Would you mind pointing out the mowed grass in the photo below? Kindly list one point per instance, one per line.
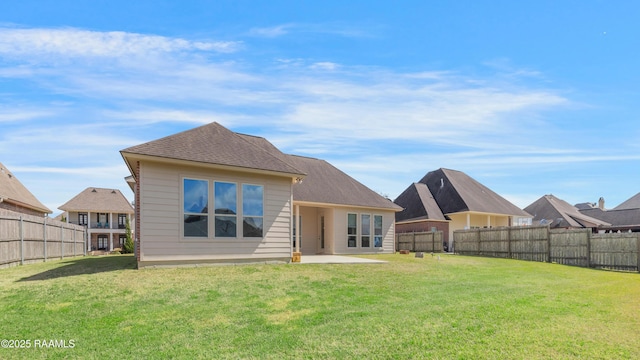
(455, 307)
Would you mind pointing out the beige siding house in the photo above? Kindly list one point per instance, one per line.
(16, 197)
(104, 212)
(212, 195)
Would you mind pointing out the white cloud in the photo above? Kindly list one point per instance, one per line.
(71, 42)
(271, 32)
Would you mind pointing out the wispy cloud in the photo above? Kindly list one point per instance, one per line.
(71, 42)
(393, 126)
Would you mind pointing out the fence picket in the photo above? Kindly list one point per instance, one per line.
(578, 247)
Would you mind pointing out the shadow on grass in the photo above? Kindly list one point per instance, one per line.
(84, 266)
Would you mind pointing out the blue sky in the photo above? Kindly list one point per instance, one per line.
(528, 98)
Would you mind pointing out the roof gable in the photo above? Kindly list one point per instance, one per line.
(99, 200)
(550, 210)
(632, 203)
(215, 144)
(623, 217)
(418, 203)
(327, 184)
(12, 190)
(455, 191)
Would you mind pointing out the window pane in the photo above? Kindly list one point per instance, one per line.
(196, 196)
(225, 198)
(252, 227)
(352, 229)
(225, 226)
(366, 224)
(377, 231)
(252, 203)
(196, 225)
(352, 226)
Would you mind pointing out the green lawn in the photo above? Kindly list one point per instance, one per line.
(458, 307)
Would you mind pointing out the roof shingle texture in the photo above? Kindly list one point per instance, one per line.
(11, 189)
(99, 200)
(214, 144)
(327, 184)
(631, 203)
(560, 213)
(418, 204)
(456, 191)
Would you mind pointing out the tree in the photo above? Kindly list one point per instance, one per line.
(128, 247)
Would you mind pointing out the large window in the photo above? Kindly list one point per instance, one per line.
(352, 230)
(365, 233)
(226, 200)
(377, 231)
(83, 218)
(122, 221)
(252, 210)
(103, 243)
(196, 208)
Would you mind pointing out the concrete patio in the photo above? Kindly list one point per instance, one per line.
(336, 259)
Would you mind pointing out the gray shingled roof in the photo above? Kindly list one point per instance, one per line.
(631, 203)
(418, 204)
(623, 217)
(550, 210)
(99, 200)
(215, 144)
(12, 190)
(327, 184)
(455, 191)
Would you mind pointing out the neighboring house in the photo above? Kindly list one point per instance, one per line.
(420, 212)
(462, 200)
(557, 213)
(104, 212)
(623, 218)
(632, 203)
(15, 197)
(212, 195)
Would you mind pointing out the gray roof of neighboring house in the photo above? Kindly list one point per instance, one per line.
(623, 217)
(418, 204)
(12, 190)
(99, 200)
(550, 210)
(455, 191)
(327, 184)
(215, 144)
(631, 203)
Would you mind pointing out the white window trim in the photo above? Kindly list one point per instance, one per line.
(183, 213)
(359, 235)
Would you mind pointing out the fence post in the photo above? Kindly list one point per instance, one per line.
(509, 242)
(413, 247)
(589, 249)
(638, 254)
(45, 239)
(548, 244)
(433, 241)
(21, 241)
(61, 242)
(74, 242)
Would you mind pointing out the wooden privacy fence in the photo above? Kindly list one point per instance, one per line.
(578, 247)
(26, 239)
(420, 241)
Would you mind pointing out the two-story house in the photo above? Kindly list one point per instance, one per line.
(104, 212)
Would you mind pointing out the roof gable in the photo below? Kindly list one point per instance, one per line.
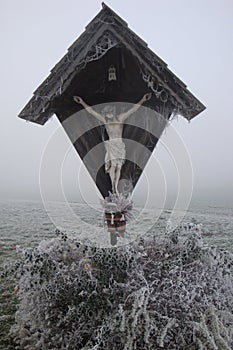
(106, 31)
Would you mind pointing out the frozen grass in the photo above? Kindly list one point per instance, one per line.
(165, 293)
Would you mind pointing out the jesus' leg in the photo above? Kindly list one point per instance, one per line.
(112, 172)
(117, 177)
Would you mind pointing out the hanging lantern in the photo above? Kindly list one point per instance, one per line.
(111, 73)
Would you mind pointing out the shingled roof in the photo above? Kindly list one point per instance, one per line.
(104, 33)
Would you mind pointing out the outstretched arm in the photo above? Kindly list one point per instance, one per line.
(98, 116)
(125, 115)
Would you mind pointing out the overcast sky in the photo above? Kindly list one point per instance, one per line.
(195, 39)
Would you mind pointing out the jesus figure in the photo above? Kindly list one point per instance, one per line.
(115, 147)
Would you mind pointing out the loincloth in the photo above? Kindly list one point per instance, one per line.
(115, 153)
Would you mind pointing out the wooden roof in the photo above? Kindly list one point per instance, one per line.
(105, 32)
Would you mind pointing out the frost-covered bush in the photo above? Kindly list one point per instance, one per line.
(166, 293)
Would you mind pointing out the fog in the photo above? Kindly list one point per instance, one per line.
(193, 37)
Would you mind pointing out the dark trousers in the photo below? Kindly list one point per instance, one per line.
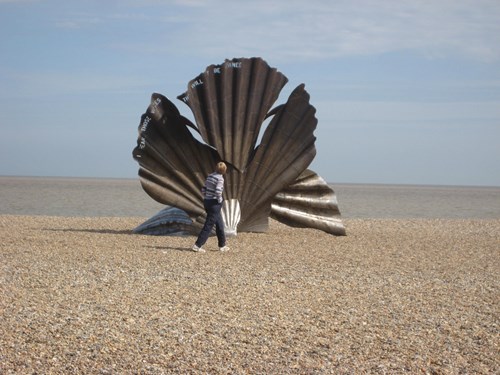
(214, 216)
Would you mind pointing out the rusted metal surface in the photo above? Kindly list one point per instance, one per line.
(230, 103)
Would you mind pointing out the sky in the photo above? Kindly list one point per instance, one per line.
(406, 92)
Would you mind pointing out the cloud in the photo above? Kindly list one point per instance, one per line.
(320, 29)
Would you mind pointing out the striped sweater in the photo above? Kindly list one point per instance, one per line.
(214, 186)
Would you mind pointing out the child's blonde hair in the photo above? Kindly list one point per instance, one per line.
(221, 167)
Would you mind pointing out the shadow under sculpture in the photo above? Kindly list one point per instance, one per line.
(230, 103)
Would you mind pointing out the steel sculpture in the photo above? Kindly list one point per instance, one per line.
(230, 102)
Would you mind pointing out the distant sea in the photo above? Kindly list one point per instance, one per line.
(90, 197)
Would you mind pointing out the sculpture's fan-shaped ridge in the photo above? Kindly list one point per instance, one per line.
(308, 199)
(230, 102)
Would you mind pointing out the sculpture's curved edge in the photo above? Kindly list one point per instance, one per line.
(309, 203)
(170, 221)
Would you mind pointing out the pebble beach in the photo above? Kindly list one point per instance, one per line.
(406, 296)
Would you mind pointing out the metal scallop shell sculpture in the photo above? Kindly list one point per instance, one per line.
(230, 103)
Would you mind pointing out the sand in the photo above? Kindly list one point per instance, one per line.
(84, 295)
+ + +
WORK TASK — Omit the pictures and reproduce the records above exactly.

RESPONSE TO THE EXERCISE —
Would you mind pointing out the mowed grass in the photo below? Kindly list one point per instance, one per line.
(455, 307)
Would you mind pointing out the beige siding house in the photo above? Kindly list one point per instance, one per line.
(16, 197)
(104, 212)
(212, 195)
Would you mind pointing out the white cloud in the photo above? Kindly list one point per instance, one per line.
(71, 42)
(271, 32)
Would you mind pointing out the wispy cloud in the photo above? Kindly list one point per instance, one per line.
(71, 42)
(393, 126)
Would you mind pointing out the fence picket in the photo above? Kindly list one point per instance, one per line.
(578, 247)
Would you mind pointing out the shadow on grass in the photo above? Kindly list one point per instance, one per line.
(84, 266)
Would you mind pointing out the blue sky in the photo above? Kindly list one point per instance, one per line.
(528, 98)
Would you mind pointing out the roof gable in the photo above? Kindly list one point per instance, one per line.
(99, 200)
(550, 210)
(632, 203)
(215, 144)
(623, 217)
(418, 203)
(327, 184)
(12, 190)
(455, 191)
Would you mind pointing out the window pane in the photo above? Kindly list one point per instance, one per line.
(196, 196)
(225, 198)
(252, 227)
(352, 229)
(225, 226)
(366, 224)
(377, 231)
(252, 203)
(196, 225)
(352, 226)
Would you mind pointing out the green lawn in the photo above? Kindly list one point per instance, one per line.
(458, 307)
Would you mind pointing out the roof shingle texture in the photo above? Kindly list one point per instance, one per line.
(11, 189)
(99, 200)
(214, 144)
(327, 184)
(631, 203)
(560, 213)
(418, 204)
(456, 191)
Would you mind pointing out the tree in the photo above? Kindly list one point per instance, one per line.
(128, 247)
Would you mind pointing out the large window in the photo above? Kindly list one point per instance, one per line.
(352, 230)
(365, 233)
(226, 200)
(377, 231)
(83, 218)
(122, 221)
(252, 210)
(103, 243)
(196, 208)
Would you mind pointing out the concrete patio in the photo above? Kindly list one point per instance, one per line.
(336, 259)
Would you mind pointing out the gray shingled roof in the photo above? Kindly list one point per instance, one per line.
(631, 203)
(418, 204)
(623, 217)
(550, 210)
(99, 200)
(215, 144)
(12, 190)
(327, 184)
(455, 191)
Would you mind pointing out the neighboring house in the photo above? Kindly list one point per instance, one per line.
(420, 212)
(462, 200)
(557, 213)
(104, 212)
(623, 218)
(632, 203)
(15, 197)
(212, 195)
Would you mind pointing out the gray roof of neighboring house in the photo above? Kindly list one point per instance, one per line.
(623, 217)
(418, 204)
(12, 190)
(99, 200)
(550, 210)
(455, 191)
(327, 184)
(215, 144)
(631, 203)
Would you mind pointing out the white window trim in the photo above? Kindly list one point per instance, one per line.
(183, 213)
(359, 235)
Would you mind pointing out the fence post in the photo above? Kindly list one point per instance, one per line.
(509, 242)
(413, 247)
(589, 249)
(638, 254)
(45, 239)
(548, 244)
(433, 241)
(21, 241)
(61, 242)
(74, 242)
Would you mind pointing out the wooden privacy fence in the photo above? Kindly list one point per instance, one per line.
(578, 247)
(26, 239)
(420, 241)
Would you mind pointing out the two-story house in the photo above? Kindly list one point per instance, one per line.
(104, 212)
Would you mind pointing out the roof gable in the photo below? Kindly list one point per instance, one per line.
(106, 31)
Would you mind pointing out the frozen grass in the photo above? Kindly list one point per instance, one per line.
(165, 293)
Would you mind pointing out the jesus' leg in the photo above? Kindly list one point per instance, one per line.
(112, 172)
(117, 177)
Would you mind pointing out the hanging lantern in the photo above? Kindly list one point per instance, one per line.
(111, 73)
Would you mind pointing out the shingled roof in the photo above? Kindly list one point per instance, one per line.
(104, 33)
Would you mind pointing out the outstretched arm in the photo above? Kindly list one point per instance, one per line.
(98, 116)
(125, 115)
Would you mind pointing out the overcast sky in the photo above? Kindly list one point per instance, one per line.
(195, 39)
Would you mind pointing out the jesus figure in the photo above? Kindly list one point per instance, one per line.
(115, 147)
Would you mind pointing out the loincloth in the photo above? Kindly list one point per instance, one per line.
(115, 153)
Would you mind pointing out the wooden roof in the photo above? Kindly list one point per instance, one per line.
(105, 32)
Would you mind pointing out the frost-covered bush in the photo above? Kindly list one point per instance, one per line.
(166, 293)
Would you mind pointing out the fog in the photo above? Kindly list one point per instance, one per line.
(193, 37)
Would you mind pointing out the dark trousers in the photo below? Kindly list one point per instance, one per line.
(214, 216)
Would you mind pointing out the rusted metal surface in the photo above? Kindly list one point per instance, one per line.
(230, 103)
Would you mind pointing out the sky in the photo above? Kindly list one point per instance, one per line.
(406, 92)
Would you mind pointing out the cloud in the photo above? Kindly list one point per instance, one per line.
(320, 29)
Would you mind pointing out the striped sweater in the photo above? Kindly list one point per instance, one per line.
(214, 186)
Would you mind pointing out the child's blonde hair in the photo above? Kindly list one point per instance, one per line.
(221, 167)
Would you mind pointing out the shadow under sculpture in the photo above? Kindly list one point per instance, one per line.
(230, 103)
Would you mind pointing out the steel sculpture in the photo above? Kindly list one point per instance, one per line.
(230, 102)
Would you mind pointing out the distant sea in the photo above? Kindly list one point per instance, one per line.
(90, 197)
Would you mind pointing out the sculpture's fan-shaped ridge in the photo above? Kindly list one point per instance, one per line.
(308, 199)
(230, 102)
Would you mind pointing out the sculpture's curved edge in the photo above? Kindly list one point per instance, one per line.
(309, 203)
(170, 221)
Would you mind pointing out the pebble beach in the photo above? Kindly list one point per instance, one per line.
(406, 296)
Would you mind pointing out the metal scallop shell sculpture in the photo above? Kindly list one point per instance, one per line.
(230, 103)
Would you mind pointing out the sand in the photo above? Kindly list one point per instance, one per line.
(84, 295)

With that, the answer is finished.